> [EXTRAIT]
**********

Un Nous tronqué, un Eux refoulé, un Entre (la mer entre
deux rives) qui se creuse en fosse pour accueillir la mort, les mots fouillent
le désastre d’une barbarie en cours où même le langage est en péril puisque
l’autotélique, qui s’est substitué au réciproque, fabrique des
« sans parole
sans papiers »,
C’est
à nouveau à travers la qualité géographique que l’on peut lire le thème de
l’équilibre dans son lien avec l’acte d’écrire. Un équilibre est, en amont du
recueil, posé entre mer et terres (rocher, terre, îles, îlots, semis d’îles,
plages). L’acte d’écriture survient lors de la rupture de l’équilibre quand le
voyage maritime, qui parcourt la mer d’entre les terres, la mer de
communication, se trouve torpillée par la météorite politique de la haine, de
la force, du profit. S’ouvre alors l’abîme, une « fosse commune »
où l’eau engloutit les corps, les porte par le fond, retrouver le rocher, la
terre : monde sombre et terraqué.
De la raison circonstanciée de la poésie
Dans
la répression de l’altérité désirable (« chacun est tout autre »),
à laquelle les organismes internationaux de la régulation du capital
s’emploient, se lit la volonté de substituer à l’exode d’humanité le regrès des
sentiments altruistes et l’installation du règne de la claustrophobie. Il
s’agit d’effacer la polytonie des langues et des peaux pour instruire la
monotonie des vies réglées par la police des limites, et le glas distinct des
gardes-frontières.
La
monotonie s’égrène par l’itération des naufrages survenant dans un présent
chaque jour dupliqué. Le futur, pour les corps perdus en mer, échoue à ouvrir
quelque porte si cadenassée. Les annonciations d’empathie s’y fracassent. Même
les couvertures de survie prennent une connotation funèbre.
Comment
faire de l’immensité sans clôture de l’horizon le lieu où s’exaspèrent les
révulsions humaines en constructions de clôtures étanchéifiées pour étouffer la
définition même de l’hominisation qu’est la migration, le mouvement, la
découverte, les rencontres ?
Dans
Une Eau commune et bleue le va-et-vient des vagues n’est qu’un
va-et-vient (« flux et reflux ») à l’intérieur d’un surplace
où la seule échappée demeure la profondeur ouverte par la verticalité. Le
stable écrase l’équilibre, l’immobile paralyse le mouvement, la verticalité
fracture l’horizontalité. Cette poésie, qui signe la litanie des morts en
Méditerranée, retrouve une ritualisation propre à la poésie de circonstance. Et
par là-même, ne rappelle-t-elle pas la poésie à réorienter son dire pour parler
le temps de l’eau, de là, d’ici ?

**********

> [DONNÉES AFFICHÉES]
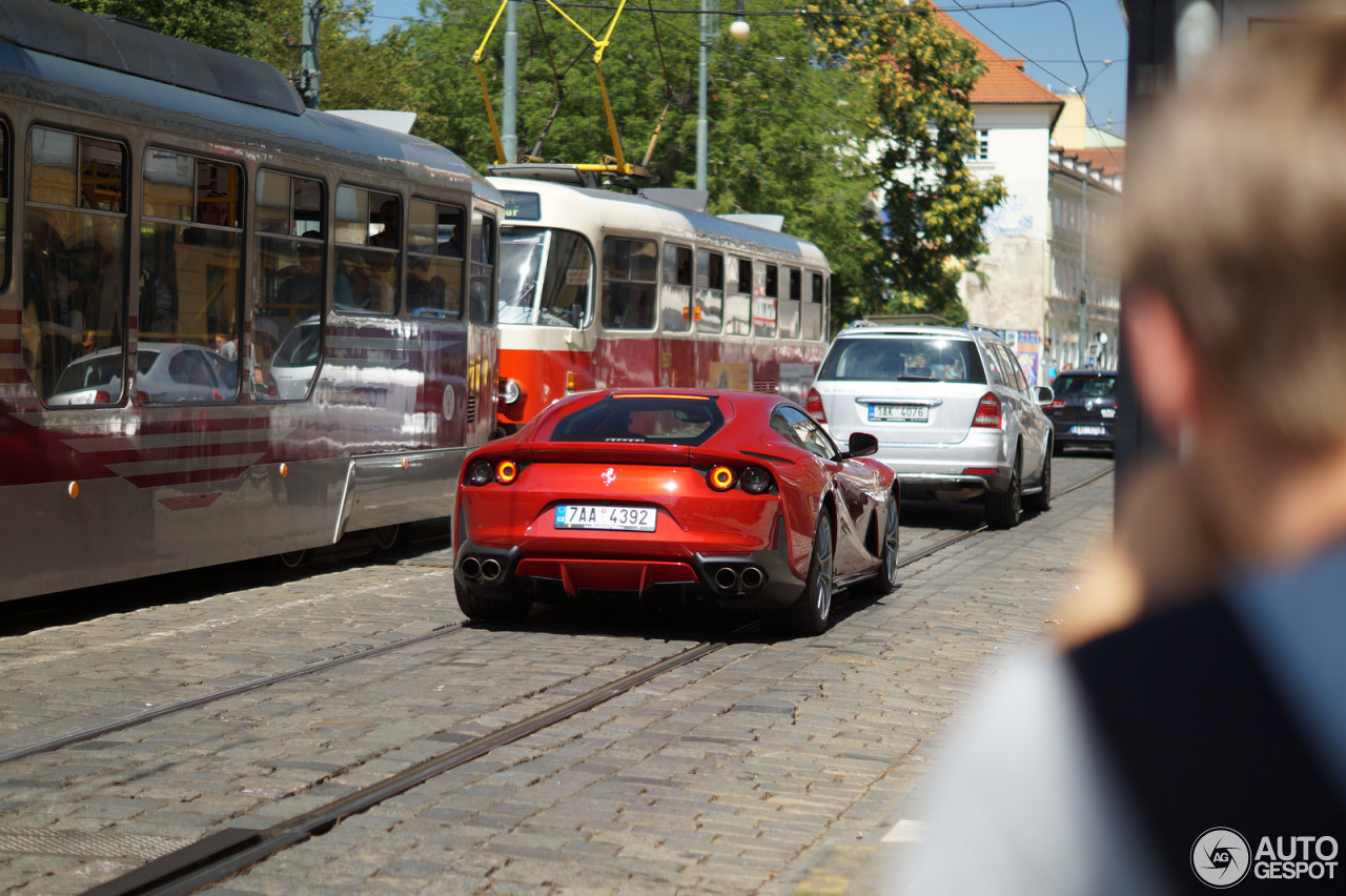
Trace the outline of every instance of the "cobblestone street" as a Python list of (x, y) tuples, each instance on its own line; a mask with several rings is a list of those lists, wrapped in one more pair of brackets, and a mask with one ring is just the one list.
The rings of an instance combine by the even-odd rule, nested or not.
[[(1109, 465), (1059, 459), (1058, 490)], [(841, 600), (821, 636), (731, 640), (213, 892), (865, 892), (946, 722), (1051, 627), (1108, 538), (1112, 490), (1102, 476), (906, 566), (887, 597)], [(941, 514), (903, 509), (903, 557), (949, 534)], [(447, 557), (427, 552), (4, 638), (0, 751), (459, 622)], [(0, 764), (0, 885), (83, 892), (709, 638), (643, 611), (549, 611)]]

**********

> [À FAIRE]
1. Dans l'extrait, recopiez le passage de « De la raison » à « gardes-frontières. » en remplaçant « gardes-frontières » par « douaniers ».
2. D'après l'extrait, entre quoi un équilibre est-il posé en amont du recueil ?
Les lignes viennent d'une autre source que l'extrait.

> [RÉPONSES]
1.
De la raison circonstanciée de la poésie
Dans
la répression de l’altérité désirable (« chacun est tout autre »),
à laquelle les organismes internationaux de la régulation du capital
s’emploient, se lit la volonté de substituer à l’exode d’humanité le regrès des
sentiments altruistes et l’installation du règne de la claustrophobie. Il
s’agit d’effacer la polytonie des langues et des peaux pour instruire la
monotonie des vies réglées par la police des limites, et le glas distinct des
douaniers.

2. Entre la mer et les terres.